═════ DATA SHOWN

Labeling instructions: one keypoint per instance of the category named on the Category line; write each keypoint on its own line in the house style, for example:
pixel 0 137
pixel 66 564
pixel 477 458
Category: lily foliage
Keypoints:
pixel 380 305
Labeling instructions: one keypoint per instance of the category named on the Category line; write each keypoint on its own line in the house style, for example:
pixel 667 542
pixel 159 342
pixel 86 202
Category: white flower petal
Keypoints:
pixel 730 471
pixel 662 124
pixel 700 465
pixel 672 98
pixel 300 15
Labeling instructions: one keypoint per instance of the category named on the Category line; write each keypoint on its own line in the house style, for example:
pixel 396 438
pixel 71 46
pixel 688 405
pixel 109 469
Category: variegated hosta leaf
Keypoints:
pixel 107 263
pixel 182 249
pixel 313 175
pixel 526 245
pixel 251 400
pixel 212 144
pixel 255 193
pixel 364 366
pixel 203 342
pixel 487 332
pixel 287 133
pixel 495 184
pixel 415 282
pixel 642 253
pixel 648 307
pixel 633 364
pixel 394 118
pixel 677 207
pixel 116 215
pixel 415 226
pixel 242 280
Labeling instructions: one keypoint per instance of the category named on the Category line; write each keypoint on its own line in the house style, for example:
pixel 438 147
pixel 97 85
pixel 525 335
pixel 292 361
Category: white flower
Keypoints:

══════════

SHORT EXERCISE:
Rewrite all the records with every occurrence of "house style" swapped for "team format", and leave everything else unchanged.

EXERCISE OUTPUT:
Labeling instructions: one keypoint per instance of the category named on the Category line; write each keypoint on its own line in the team format, for example:
pixel 0 137
pixel 66 564
pixel 477 458
Category: lily foliage
Keypoints:
pixel 380 305
Labeling instructions: one keypoint per instance of the category named on the Category line; write each keypoint on its own line in the team format, for example:
pixel 667 542
pixel 159 342
pixel 86 202
Category: white flower petal
Keypoints:
pixel 730 471
pixel 662 124
pixel 700 465
pixel 672 98
pixel 300 15
Labeling instructions: one keypoint per instance of the category named on the Category line; write each keypoint on its own line in the team format, for example:
pixel 396 438
pixel 71 46
pixel 688 405
pixel 109 469
Category: variegated hosta leaf
Keypoints:
pixel 107 263
pixel 182 249
pixel 313 175
pixel 526 245
pixel 251 400
pixel 212 144
pixel 255 193
pixel 364 366
pixel 203 342
pixel 487 332
pixel 287 133
pixel 495 184
pixel 415 282
pixel 642 253
pixel 648 307
pixel 633 364
pixel 394 118
pixel 677 207
pixel 116 215
pixel 415 226
pixel 242 280
Labeling instructions: one keypoint per instance of the category named on the Category line; write each keypoint on its own line in the team format, for example:
pixel 438 147
pixel 97 85
pixel 525 335
pixel 292 361
Category: white flower
Keypoints:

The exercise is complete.